**DIRECTION**
Can you recast all of the data below as a numbered list, leaving out the blank lines?
%%
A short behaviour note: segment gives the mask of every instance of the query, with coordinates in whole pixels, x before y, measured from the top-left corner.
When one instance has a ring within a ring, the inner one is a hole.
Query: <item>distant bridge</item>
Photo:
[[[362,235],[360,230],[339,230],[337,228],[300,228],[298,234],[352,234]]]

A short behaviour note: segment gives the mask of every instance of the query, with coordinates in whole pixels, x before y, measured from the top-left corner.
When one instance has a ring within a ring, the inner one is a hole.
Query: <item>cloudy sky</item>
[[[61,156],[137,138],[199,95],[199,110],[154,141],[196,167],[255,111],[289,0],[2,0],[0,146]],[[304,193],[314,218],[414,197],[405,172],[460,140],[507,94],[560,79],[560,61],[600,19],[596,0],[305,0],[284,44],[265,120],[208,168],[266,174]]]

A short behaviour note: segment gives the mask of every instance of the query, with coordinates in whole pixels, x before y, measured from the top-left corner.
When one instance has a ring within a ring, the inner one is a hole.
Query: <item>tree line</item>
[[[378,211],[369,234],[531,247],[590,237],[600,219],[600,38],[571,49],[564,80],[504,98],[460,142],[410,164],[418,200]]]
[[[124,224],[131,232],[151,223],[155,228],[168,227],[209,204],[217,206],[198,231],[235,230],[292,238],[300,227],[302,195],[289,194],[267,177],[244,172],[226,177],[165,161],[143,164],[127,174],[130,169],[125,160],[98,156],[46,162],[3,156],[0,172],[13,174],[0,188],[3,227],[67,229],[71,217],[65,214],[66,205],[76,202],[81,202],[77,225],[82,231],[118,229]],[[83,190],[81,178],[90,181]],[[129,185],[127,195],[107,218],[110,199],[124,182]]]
%%
**ANSWER TO THE PROBLEM**
1. A short behaviour note: segment gives the mask of every instance of the query, with coordinates in whole pixels, x before y, measured from the top-left corner.
2. When one instance has a ring within a ring, the inner one is a hole.
3. Query: <item>distant bridge</item>
4. Photo:
5. [[[362,235],[360,230],[339,230],[337,228],[300,228],[298,234],[352,234]]]
6. A short behaviour note: segment gives the mask of every instance of the query, with coordinates in whole pixels, x before y, measured from the top-left corner.
7. When one instance has a ring within a ring, the inner one is a hole.
8. Query: <item>cloudy sky</item>
9. [[[61,156],[137,138],[199,95],[199,110],[154,141],[196,167],[255,111],[289,0],[2,0],[0,146]],[[304,193],[314,218],[414,197],[405,172],[460,140],[507,94],[560,79],[560,61],[600,19],[596,0],[305,0],[284,44],[265,120],[208,168],[266,174]]]
10. A short behaviour note: segment gives the mask of every instance of the query, with coordinates in whole pixels, x before y, measured from the top-left corner.
11. When one instance has a ring within a ring, the inner one is a hole.
12. Query: <item>tree line</item>
13. [[[378,211],[369,234],[531,247],[590,237],[600,219],[600,38],[571,49],[564,80],[504,98],[460,142],[410,164],[418,200]]]
14. [[[124,224],[131,232],[151,223],[155,228],[168,227],[209,204],[217,206],[198,231],[235,230],[292,238],[300,227],[302,195],[289,194],[267,177],[244,172],[226,177],[165,161],[143,164],[127,174],[130,169],[125,160],[98,156],[46,162],[3,156],[0,172],[13,174],[0,188],[3,227],[67,229],[71,217],[65,214],[66,205],[76,202],[81,202],[77,225],[82,231],[118,229]],[[83,190],[81,178],[90,181]],[[129,185],[127,195],[107,218],[110,199],[124,182]]]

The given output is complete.